▸ Exercise prompt
Repeat every line of the records below word for word, but leave out the pictures.

▸ Exercise materials
○ ○ ○ ○ ○ ○ ○

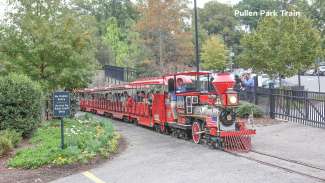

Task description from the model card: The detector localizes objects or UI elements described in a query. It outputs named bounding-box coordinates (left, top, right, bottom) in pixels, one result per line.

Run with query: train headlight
left=229, top=96, right=237, bottom=104
left=227, top=94, right=238, bottom=105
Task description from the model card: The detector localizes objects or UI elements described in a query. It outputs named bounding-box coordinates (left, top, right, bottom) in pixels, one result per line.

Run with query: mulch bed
left=239, top=117, right=287, bottom=126
left=0, top=137, right=127, bottom=183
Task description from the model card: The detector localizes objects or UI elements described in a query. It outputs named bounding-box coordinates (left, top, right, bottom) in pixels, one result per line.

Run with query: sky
left=0, top=0, right=240, bottom=20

○ ○ ○ ○ ○ ○ ○

▸ Result of the task
Task description from the model card: The detector localizes objects or UI elements described in a query. It outputs named bounding-box coordinates (left, top, right, bottom) in pixels, one result per line.

Run with query: train headlight
left=229, top=96, right=237, bottom=104
left=227, top=94, right=238, bottom=105
Task description from the model card: The detector localizes objects or UI elements described in a query. It outputs named bounding-box coordinates (left, top, right, bottom) in pixels, one result per line.

Run with query: mulch bed
left=239, top=117, right=287, bottom=126
left=0, top=137, right=127, bottom=183
Task description from the model card: The detector localizes objects or UI elements described in a query. It outputs named bounding-box coordinates (left, top, right, bottom) in pixels, one result per line.

Run with query: sky
left=0, top=0, right=240, bottom=20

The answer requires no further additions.